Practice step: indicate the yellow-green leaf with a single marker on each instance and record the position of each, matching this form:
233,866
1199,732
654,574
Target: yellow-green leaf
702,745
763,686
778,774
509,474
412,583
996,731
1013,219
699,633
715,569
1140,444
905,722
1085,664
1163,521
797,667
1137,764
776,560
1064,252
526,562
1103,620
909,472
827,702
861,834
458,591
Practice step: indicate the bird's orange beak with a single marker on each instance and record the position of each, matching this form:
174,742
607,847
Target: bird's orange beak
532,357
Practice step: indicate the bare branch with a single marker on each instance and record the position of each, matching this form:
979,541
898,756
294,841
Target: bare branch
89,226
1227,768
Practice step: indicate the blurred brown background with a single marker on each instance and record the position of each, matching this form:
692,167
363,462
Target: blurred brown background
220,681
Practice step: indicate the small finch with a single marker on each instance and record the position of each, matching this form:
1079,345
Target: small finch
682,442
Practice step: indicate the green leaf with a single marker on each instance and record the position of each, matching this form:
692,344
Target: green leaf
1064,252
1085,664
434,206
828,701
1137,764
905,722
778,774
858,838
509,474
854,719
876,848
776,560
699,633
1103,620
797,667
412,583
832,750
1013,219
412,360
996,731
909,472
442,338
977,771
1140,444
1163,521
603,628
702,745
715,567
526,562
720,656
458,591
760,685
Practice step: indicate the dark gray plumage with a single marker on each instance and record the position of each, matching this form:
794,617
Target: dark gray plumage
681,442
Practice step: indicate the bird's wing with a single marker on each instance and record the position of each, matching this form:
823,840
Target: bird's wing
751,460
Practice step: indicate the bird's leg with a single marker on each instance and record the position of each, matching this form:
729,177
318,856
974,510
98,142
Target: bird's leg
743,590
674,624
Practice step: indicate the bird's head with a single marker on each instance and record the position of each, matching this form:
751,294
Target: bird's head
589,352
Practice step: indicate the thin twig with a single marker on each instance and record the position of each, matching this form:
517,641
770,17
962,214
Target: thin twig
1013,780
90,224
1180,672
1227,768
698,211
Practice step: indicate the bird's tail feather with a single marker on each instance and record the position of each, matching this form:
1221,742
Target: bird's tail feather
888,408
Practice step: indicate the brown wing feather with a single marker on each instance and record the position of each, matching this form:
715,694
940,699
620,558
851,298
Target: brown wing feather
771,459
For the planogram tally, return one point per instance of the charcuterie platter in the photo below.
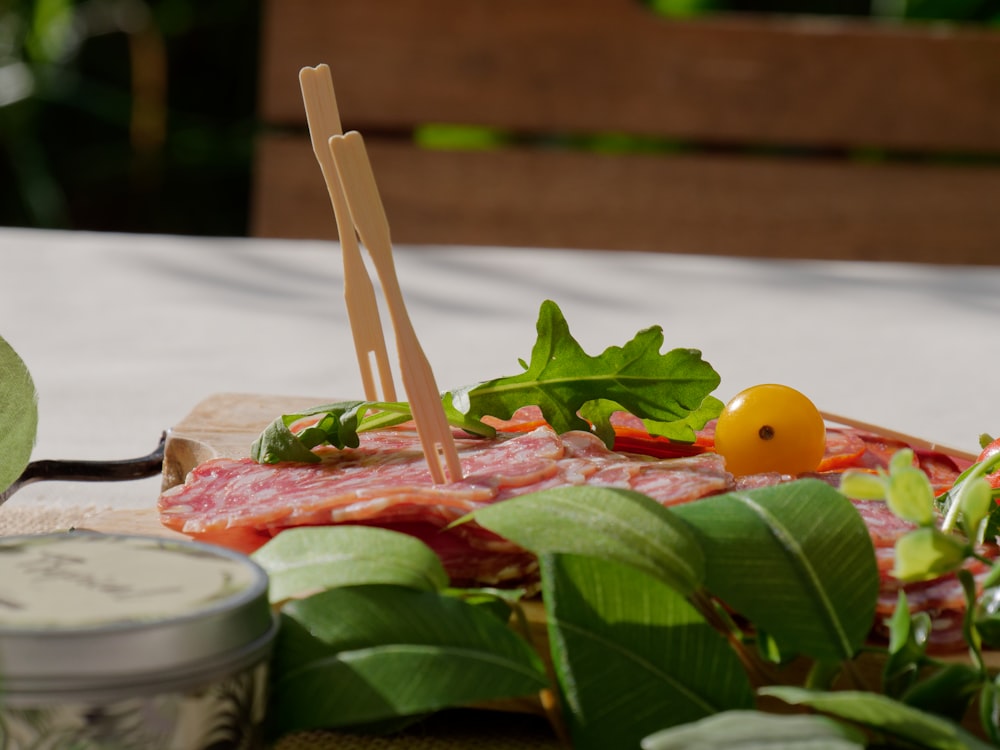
..........
** ASSIGNMENT **
Would you copy out the data exactly, leaving every picture out?

** TASK RESPONSE **
Practice step: indicate the yellow-green leaf with a single marker on each instance and record the position of each, matching this form:
233,866
1199,732
654,574
Target: yellow-green leaf
702,745
763,686
778,774
509,474
412,583
996,731
1013,219
699,633
715,569
1140,444
905,722
1085,664
1163,521
797,667
1137,764
776,560
1064,252
526,562
1103,620
909,472
827,702
861,834
458,591
Practice step: indicate the bird's orange beak with a single marker on each instance and record the position of each, matching this form:
174,742
607,847
Target: bird's orange beak
532,357
Practice step: indicate the bare branch with a single marker on each instance and record the position of each, matching this form:
979,541
898,756
294,841
Target: bare branch
89,226
1227,768
Practice step: indicate the blurred brown background with a single marker on each instance and record the position of each, matching this form:
692,167
363,462
Target: blurred brown background
220,681
Practice step: indicate the small finch with a single marker on each instance and record the position of each, matching this form:
1079,345
Target: small finch
682,442
Practice step: indicate the green leaf with a single marker on each instance and record the position of each, matching this form:
692,344
Target: green leaf
1064,252
1085,664
434,206
828,701
1137,764
905,722
778,774
858,838
509,474
854,719
876,848
776,560
699,633
1103,620
797,667
412,583
832,750
1013,219
412,360
996,731
909,472
442,338
977,771
1140,444
1163,521
603,628
702,745
715,567
526,562
720,656
458,591
760,685
Practice step: indicate the dark gray plumage with a single marker on each instance and record the position of each, matching this form:
794,617
Target: dark gray plumage
681,442
Practice step: indicate the bird's wing with a single marker on each instance and record the position of each, matching this form:
823,840
Target: bird's wing
751,460
Practice step: indicate the bird's leg with a single marker on each instance and record the position of each, matching this form:
729,177
318,856
974,510
98,142
Target: bird's leg
743,590
674,624
Practice step: indicate the bird's head with a single marker on each instance and record the position of each, matching this form:
751,294
Target: bird's head
589,352
Practice step: indicate the thin twig with a single marker on each instance and record the position of each, matching this form:
517,641
770,17
962,214
Target: thin twig
1013,780
90,224
1180,672
1227,768
698,211
Practice step: indicate the bird's tail feather with a single marker on each instance and record the position of each, matching this form:
1221,742
Target: bird's tail feather
888,408
Practice step: indicate the brown wing feather with a single marker on each instance and record the position of each, matching this form:
715,694
940,699
620,558
851,298
Target: brown wing feather
771,459
For the planogram tally, return one point per instance of the charcuterie platter in the photo below.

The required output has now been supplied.